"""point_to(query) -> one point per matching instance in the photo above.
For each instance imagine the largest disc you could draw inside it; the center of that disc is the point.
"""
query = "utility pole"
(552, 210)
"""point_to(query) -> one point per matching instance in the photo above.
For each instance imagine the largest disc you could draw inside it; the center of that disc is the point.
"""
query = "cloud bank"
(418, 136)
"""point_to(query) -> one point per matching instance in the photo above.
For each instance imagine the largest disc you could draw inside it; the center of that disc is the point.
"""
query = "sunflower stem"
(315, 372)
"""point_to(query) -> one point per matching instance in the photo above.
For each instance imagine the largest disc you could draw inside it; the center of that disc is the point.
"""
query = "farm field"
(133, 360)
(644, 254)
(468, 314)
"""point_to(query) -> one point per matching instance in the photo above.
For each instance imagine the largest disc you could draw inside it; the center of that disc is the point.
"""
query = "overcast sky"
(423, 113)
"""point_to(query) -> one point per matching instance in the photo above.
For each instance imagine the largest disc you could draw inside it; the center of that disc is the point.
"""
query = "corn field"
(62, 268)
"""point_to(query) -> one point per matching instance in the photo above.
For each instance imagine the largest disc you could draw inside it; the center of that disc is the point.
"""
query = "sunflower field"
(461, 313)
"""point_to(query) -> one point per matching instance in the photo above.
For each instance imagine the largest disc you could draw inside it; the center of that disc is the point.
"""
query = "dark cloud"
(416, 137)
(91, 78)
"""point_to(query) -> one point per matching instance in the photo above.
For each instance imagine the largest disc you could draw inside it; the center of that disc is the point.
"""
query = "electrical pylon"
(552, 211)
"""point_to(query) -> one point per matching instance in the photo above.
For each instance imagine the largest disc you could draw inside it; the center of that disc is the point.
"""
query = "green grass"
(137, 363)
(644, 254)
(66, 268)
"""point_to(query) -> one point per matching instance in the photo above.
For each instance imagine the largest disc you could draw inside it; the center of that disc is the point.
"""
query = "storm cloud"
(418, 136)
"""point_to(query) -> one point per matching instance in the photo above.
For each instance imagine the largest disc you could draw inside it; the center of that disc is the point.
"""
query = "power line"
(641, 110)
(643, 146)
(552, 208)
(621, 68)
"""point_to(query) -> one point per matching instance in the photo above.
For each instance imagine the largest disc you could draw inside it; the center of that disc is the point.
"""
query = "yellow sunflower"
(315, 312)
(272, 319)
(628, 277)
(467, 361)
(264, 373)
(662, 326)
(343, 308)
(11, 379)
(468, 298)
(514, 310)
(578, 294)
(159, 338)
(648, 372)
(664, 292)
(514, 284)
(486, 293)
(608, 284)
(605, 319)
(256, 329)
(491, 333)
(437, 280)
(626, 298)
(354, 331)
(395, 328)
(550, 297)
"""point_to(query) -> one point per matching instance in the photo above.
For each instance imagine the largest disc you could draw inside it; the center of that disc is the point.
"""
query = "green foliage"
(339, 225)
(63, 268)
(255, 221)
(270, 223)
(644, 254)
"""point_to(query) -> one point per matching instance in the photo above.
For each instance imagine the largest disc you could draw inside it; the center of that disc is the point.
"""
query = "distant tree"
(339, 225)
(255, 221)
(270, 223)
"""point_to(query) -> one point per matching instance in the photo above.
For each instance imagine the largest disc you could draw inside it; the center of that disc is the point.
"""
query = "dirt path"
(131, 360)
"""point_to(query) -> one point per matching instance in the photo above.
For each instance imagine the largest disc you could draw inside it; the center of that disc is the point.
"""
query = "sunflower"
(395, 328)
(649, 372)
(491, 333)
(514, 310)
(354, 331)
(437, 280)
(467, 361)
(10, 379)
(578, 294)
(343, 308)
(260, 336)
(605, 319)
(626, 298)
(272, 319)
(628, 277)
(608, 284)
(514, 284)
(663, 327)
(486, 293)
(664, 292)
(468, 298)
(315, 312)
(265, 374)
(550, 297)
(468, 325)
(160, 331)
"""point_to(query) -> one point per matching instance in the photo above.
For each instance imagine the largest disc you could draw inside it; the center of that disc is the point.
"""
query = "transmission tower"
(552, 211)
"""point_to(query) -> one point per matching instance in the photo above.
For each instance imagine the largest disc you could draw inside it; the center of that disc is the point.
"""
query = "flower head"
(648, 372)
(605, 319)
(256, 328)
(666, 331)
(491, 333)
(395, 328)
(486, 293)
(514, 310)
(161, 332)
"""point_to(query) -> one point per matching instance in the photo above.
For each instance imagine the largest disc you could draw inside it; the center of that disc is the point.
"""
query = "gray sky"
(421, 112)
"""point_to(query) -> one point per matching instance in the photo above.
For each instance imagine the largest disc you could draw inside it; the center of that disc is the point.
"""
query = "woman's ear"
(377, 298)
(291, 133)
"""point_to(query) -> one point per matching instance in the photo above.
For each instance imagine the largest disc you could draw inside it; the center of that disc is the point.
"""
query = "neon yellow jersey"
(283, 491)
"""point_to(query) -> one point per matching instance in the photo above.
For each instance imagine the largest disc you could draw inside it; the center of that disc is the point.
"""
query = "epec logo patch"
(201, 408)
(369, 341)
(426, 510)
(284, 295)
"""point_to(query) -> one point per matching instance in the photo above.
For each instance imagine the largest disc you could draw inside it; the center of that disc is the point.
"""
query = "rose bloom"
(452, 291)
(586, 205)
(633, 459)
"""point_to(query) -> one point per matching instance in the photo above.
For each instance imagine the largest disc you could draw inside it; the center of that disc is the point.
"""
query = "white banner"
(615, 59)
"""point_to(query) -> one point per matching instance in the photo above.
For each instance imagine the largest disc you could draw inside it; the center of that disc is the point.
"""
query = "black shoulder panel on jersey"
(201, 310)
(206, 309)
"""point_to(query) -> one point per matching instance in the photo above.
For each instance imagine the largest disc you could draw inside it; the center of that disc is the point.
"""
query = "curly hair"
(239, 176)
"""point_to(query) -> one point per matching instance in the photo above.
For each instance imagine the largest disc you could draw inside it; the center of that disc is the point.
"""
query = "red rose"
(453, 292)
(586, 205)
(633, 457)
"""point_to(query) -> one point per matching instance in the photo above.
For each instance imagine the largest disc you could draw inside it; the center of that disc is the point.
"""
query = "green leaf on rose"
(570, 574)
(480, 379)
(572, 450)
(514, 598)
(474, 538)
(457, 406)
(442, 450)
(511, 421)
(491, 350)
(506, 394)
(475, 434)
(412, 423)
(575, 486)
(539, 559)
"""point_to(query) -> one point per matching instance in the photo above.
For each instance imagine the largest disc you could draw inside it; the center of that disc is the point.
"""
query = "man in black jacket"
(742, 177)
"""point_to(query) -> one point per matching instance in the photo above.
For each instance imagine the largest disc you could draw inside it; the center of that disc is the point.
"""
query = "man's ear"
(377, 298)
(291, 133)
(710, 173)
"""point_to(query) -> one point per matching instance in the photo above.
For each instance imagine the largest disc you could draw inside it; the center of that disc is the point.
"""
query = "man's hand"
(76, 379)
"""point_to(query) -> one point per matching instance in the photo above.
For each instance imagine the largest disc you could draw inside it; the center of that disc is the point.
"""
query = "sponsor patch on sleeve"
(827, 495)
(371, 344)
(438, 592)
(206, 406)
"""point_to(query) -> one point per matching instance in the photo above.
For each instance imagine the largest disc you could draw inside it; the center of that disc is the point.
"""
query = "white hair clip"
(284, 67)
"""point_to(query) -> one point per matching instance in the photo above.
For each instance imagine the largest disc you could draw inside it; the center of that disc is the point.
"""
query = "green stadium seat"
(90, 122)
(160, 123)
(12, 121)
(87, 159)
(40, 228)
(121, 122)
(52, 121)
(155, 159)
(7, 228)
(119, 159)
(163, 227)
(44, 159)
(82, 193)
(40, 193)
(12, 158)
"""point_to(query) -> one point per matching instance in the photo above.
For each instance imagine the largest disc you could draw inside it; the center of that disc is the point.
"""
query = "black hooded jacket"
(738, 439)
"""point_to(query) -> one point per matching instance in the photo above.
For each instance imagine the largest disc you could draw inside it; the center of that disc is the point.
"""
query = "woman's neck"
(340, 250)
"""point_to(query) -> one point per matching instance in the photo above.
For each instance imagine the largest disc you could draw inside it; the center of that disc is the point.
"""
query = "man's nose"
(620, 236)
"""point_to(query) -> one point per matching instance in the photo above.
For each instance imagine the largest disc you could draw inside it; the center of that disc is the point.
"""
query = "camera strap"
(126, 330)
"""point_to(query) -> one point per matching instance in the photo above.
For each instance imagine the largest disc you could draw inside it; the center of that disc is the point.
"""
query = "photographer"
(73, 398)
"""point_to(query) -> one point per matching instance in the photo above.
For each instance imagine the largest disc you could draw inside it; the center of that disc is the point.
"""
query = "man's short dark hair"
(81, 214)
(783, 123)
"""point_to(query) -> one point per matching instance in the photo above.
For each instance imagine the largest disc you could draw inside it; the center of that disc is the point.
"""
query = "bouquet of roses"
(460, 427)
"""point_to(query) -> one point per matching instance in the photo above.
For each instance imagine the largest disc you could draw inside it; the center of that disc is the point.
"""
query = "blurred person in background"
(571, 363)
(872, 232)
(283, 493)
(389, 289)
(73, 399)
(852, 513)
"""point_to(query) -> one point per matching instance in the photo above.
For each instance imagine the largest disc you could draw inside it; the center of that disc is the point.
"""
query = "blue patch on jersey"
----
▶ [What you have to do] Pick out every line in the items above that contains the string "white", treating uppercase and lowercase as different.

▶ [Answer]
query = "white banner"
query = "white hair clip"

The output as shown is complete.